Location annotation dataset excerpts:

####################

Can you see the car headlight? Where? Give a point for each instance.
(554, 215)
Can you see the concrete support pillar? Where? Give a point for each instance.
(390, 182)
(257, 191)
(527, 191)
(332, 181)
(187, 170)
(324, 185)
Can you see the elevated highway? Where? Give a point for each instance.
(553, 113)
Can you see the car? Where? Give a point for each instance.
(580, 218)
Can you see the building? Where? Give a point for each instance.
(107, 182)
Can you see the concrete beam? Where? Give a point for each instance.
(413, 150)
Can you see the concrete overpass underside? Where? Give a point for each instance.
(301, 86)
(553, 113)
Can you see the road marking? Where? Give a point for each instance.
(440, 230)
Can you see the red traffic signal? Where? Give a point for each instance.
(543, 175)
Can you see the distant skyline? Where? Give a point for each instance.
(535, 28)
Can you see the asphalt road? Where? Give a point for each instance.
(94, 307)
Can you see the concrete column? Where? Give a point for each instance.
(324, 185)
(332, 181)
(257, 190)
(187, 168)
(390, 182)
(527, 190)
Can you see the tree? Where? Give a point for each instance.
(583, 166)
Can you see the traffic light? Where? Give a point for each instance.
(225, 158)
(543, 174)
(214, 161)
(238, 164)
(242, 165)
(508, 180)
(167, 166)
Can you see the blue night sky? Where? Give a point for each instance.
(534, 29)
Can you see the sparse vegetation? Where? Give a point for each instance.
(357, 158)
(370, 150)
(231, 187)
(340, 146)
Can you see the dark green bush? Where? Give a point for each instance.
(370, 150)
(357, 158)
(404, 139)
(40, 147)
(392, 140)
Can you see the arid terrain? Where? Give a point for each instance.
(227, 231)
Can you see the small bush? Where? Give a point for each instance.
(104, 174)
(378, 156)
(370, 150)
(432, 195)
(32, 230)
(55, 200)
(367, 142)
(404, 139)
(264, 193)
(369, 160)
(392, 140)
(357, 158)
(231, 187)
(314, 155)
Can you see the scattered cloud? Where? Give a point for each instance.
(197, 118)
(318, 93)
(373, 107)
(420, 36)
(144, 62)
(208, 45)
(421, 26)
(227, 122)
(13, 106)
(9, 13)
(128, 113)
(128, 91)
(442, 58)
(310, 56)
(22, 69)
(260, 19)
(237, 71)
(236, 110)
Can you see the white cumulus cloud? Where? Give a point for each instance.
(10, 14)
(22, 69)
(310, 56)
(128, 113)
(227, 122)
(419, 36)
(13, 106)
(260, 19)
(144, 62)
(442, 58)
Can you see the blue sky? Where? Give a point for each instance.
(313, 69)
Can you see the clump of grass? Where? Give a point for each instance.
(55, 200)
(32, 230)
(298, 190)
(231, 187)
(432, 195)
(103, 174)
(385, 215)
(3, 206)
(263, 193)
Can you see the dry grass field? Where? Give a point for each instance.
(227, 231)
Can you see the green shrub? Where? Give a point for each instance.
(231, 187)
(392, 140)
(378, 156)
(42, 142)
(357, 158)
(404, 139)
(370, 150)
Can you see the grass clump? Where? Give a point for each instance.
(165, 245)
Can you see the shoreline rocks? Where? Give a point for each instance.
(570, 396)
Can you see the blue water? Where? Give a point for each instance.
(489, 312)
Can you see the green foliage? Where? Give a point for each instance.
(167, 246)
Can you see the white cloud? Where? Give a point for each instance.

####################

## TASK OBJECTIVE
Output the stretch of the listing from the line containing "Can you see the dry" through the end of the listing as a Markdown table with two columns, n for the row number and Line for the line itself, leaving out blank lines.

## PROBLEM SOLUTION
| n | Line |
|---|---|
| 1 | Can you see the dry grass field? Where? Give a point for each instance. |
| 2 | (227, 231) |
| 3 | Can you see the green shrub? Where? Give a point for each instance. |
| 4 | (231, 187) |
| 5 | (392, 140) |
| 6 | (378, 156) |
| 7 | (42, 142) |
| 8 | (357, 158) |
| 9 | (404, 139) |
| 10 | (370, 150) |
| 11 | Can you see the grass clump? Where? Give a point for each instance. |
| 12 | (165, 245) |
| 13 | Can you see the shoreline rocks? Where? Give a point for each instance. |
| 14 | (570, 396) |
| 15 | Can you see the blue water? Where? Give a point for each instance. |
| 16 | (489, 312) |
| 17 | Can you see the green foliage? Where? Give a point for each instance. |
| 18 | (167, 246) |
| 19 | Can you see the white cloud? Where? Give a point for each instance. |